▸ **WORK TASK 1**
In the H-ARC summary, how many participants were recruited through Amazon Mechanical Turk?
▸ **WORK TASK 2**
Print the H-ARC summary from "The authors perform" up to and including "often less varied.".

H-ARC: A Robust Estimate of Human Performance on the Abstraction and Reasoning Corpus Benchmark

In this detailed empirical paper by Solim LeGris, Wai Keen Vong, Brenden M. Lake, and Todd M. Gureckis, the authors investigate human performance on the Abstraction and Reasoning Corpus (ARC) benchmark, a challenging dataset designed to test out-of-distribution generalization in both humans and machines. Unlike previous studies that evaluated human performance on only subsets or variants of the ARC tasks, this work comprehensively evaluates human performance using the entire set of 400 training and 400 evaluation tasks in ARC.

Study Design and Methodology

The paper is extensive, involving 1729 participants recruited via Amazon Mechanical Turk (MTurk). Each participant was tasked with solving five randomly selected tasks from either the training or evaluation sets. This resulted in a substantial dataset consisting of 15,744 attempts on ARC tasks, enriched with detailed action traces and solution descriptions.

The experimental setup followed the evaluation procedure outlined in the original ARC paper, where participants had three attempts to solve each task, receiving only minimal feedback after each attempt. This minimal feedback system aligns with the nature of many real-world problem-solving scenarios, where iterative refinement plays a critical role.

Key Findings

The paper finds that:

The average human performance on the ARC training set was between 73.3% and 77.2% correct, with an empirical average of 76.2%.
On the evaluation set, the performance was somewhat lower, ranging between 55.9% and 68.9% with an empirical average of 64.2%.
A significant observation is that 98.8% of the ARC tasks were solvable by at least one participant within three attempts, indicating high human solvability for the majority of tasks.

Performance Comparison with AI Systems

Humans substantially outperform current AI systems on the ARC benchmark. For instance, the best-performing AI models, Claude-3.5-N and GPT-4o-NS, achieved 19.3% and 42.0% accuracy respectively on the evaluation set, which is considerably lower than human performance. This stark contrast highlights the complexity and challenges associated with ARC tasks for current AI systems.

Implications and Future Directions

The findings have several critical implications:

Cognitive Science:
- The dataset (H-ARC) provides rich behavioral data on human problem-solving strategies, which could be valuable for cognitive scientists. Understanding how humans solve ARC tasks could yield insights into the nature of abstract reasoning and cognitive processes.
AI Development:
- The gap between human and AI performance on ARC tasks underscores the limitations of current models in abstract reasoning and out-of-distribution generalization. Future AI research could focus on mimicking human problem-solving strategies, particularly the iterative refinement approach observed in human participants.
Benchmark Evaluation:
- The comprehensive evaluation of human performance on the full ARC benchmark sets a more accurate baseline for future AI models. AI systems need to demonstrate significant improvements to surpass this established human baseline.

Detailed Analyses

The authors perform several analyses to understand the difficulty of ARC tasks, including:

Grid Dimension Errors: They observe that humans make fewer errors related to grid dimensions compared to AI models.
Edit Distance: Both humans and AI show similar edit distances from correct outputs, though the types of errors differ.
Error Divergence and Copy Errors: Humans exhibit a wider range of unique errors, indicating diverse problem-solving approaches, whereas AI errors were often less varied.

Conclusion

This paper provides a robust estimate of human performance on the ARC benchmark and highlights the substantial gap between human and AI capabilities in solving these tasks. The public release of the H-ARC dataset is expected to foster further research, helping the AI community develop more advanced models that better mimic human abstract reasoning and problem-solving capabilities. Through detailed action traces and solution descriptions, the dataset offers a valuable resource for both cognitive scientists and AI researchers aiming to bridge the gap between human and machine intelligence in complex reasoning tasks.

▸ **SUPPLIED MATERIAL**
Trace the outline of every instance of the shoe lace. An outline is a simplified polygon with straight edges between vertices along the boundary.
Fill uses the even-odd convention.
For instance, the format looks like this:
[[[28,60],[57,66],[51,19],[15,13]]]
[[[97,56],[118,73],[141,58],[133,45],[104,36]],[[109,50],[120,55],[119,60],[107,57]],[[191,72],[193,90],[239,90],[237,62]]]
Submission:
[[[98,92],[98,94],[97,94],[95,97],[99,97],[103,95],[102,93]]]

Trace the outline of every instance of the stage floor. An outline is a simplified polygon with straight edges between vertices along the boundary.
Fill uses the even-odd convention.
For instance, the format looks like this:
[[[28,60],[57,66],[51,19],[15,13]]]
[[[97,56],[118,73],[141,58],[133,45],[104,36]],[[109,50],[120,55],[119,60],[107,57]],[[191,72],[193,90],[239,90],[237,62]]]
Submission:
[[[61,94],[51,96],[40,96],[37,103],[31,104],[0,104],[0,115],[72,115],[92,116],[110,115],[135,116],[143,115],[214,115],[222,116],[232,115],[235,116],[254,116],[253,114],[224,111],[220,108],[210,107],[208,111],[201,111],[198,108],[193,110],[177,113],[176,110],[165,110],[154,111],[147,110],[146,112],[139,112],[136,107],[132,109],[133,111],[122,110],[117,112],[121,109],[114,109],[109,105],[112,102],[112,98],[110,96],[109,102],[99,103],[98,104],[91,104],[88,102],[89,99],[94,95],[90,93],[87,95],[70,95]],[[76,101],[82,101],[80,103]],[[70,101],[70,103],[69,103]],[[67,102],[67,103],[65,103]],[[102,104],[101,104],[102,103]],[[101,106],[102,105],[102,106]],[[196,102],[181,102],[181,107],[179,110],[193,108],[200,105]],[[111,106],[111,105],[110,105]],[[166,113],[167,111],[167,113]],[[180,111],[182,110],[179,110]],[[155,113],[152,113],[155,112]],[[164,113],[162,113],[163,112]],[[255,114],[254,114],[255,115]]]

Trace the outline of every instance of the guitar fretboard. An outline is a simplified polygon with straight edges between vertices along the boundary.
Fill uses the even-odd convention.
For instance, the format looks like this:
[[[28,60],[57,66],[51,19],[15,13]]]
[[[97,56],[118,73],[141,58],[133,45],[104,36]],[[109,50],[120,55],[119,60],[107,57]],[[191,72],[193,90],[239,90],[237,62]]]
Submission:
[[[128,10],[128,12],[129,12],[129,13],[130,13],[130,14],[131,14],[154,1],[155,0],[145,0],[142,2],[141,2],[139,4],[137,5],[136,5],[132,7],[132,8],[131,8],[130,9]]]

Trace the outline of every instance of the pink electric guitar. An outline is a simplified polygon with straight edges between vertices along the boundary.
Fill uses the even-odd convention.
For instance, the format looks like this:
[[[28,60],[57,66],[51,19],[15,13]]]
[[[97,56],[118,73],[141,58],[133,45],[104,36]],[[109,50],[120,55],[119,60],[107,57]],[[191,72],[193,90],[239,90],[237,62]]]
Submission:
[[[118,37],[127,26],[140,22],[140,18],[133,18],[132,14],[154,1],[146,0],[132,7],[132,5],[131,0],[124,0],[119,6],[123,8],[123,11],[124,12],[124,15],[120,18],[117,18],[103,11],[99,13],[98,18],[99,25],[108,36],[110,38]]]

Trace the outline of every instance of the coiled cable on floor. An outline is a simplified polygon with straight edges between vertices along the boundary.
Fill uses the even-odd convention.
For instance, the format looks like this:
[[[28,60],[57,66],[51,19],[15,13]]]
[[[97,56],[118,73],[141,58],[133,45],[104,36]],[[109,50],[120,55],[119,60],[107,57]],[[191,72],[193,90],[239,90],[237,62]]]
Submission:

▸ **EXERCISE ANSWER 1**
1729

▸ **EXERCISE ANSWER 2**
The authors perform several analyses to understand the difficulty of ARC tasks, including:

Grid Dimension Errors: They observe that humans make fewer errors related to grid dimensions compared to AI models.
Edit Distance: Both humans and AI show similar edit distances from correct outputs, though the types of errors differ.
Error Divergence and Copy Errors: Humans exhibit a wider range of unique errors, indicating diverse problem-solving approaches, whereas AI errors were often less varied.